━━ Information shown

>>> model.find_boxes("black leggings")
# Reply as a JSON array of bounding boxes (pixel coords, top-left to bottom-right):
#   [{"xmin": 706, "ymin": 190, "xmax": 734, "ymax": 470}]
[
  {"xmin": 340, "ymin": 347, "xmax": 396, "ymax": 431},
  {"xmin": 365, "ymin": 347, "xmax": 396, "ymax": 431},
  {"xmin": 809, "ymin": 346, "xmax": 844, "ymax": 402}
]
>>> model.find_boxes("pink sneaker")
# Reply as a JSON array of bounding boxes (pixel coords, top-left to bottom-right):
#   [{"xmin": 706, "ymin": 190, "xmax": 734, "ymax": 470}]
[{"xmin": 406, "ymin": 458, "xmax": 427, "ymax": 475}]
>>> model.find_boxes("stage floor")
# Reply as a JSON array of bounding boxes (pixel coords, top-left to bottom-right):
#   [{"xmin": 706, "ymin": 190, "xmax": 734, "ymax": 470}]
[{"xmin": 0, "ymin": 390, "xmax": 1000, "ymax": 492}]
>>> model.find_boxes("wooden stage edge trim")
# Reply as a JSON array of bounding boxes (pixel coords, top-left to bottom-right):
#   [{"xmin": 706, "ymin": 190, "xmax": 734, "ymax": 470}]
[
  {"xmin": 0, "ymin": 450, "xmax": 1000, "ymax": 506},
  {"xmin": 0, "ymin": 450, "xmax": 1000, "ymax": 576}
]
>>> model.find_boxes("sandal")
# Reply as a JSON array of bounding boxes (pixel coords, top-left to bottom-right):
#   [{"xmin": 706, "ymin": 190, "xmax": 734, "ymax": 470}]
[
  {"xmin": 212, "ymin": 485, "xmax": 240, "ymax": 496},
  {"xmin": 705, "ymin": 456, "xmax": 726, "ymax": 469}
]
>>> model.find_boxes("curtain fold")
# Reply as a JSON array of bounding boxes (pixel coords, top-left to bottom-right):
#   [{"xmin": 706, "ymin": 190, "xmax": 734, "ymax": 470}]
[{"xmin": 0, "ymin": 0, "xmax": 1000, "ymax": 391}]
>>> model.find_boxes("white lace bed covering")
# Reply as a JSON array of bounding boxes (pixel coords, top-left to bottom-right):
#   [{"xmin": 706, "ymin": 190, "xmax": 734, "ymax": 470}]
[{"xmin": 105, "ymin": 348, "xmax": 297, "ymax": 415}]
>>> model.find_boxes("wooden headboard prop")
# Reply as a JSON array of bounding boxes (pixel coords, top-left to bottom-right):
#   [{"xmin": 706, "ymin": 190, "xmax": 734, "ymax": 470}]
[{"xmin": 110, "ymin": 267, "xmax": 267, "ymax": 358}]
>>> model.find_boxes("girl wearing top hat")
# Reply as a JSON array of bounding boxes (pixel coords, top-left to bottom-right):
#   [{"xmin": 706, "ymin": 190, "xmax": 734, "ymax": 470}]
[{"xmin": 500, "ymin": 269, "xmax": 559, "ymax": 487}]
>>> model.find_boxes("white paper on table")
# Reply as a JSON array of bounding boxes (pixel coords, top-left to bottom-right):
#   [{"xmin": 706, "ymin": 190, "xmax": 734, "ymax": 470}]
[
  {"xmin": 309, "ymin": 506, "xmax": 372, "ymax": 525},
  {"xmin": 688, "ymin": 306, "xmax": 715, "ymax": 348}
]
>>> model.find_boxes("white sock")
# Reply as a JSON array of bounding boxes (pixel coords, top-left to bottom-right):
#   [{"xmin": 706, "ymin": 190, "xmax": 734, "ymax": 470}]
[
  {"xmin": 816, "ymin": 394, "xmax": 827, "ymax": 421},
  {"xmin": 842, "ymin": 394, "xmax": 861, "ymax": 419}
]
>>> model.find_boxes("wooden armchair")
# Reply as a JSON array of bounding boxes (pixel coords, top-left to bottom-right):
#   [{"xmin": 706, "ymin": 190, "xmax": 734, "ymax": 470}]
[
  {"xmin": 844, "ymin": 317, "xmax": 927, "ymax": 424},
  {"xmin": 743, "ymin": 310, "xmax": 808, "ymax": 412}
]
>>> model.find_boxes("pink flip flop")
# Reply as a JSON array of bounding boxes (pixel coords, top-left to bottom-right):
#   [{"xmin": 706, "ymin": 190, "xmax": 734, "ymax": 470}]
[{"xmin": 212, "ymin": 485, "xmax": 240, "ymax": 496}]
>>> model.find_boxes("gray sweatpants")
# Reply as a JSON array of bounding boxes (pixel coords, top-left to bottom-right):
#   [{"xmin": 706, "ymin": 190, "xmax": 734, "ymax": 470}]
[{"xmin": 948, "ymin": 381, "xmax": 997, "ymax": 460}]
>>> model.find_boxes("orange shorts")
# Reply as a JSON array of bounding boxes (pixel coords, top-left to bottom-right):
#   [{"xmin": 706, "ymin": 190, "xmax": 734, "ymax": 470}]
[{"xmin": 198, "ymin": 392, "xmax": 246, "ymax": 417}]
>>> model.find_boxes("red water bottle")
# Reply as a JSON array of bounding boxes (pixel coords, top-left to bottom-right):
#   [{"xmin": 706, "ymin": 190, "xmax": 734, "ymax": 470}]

━━━━

**Required task**. Report how many lines of the records contain the string "white", treating case as significant. Give only the number.

**Reply to the exercise**. 3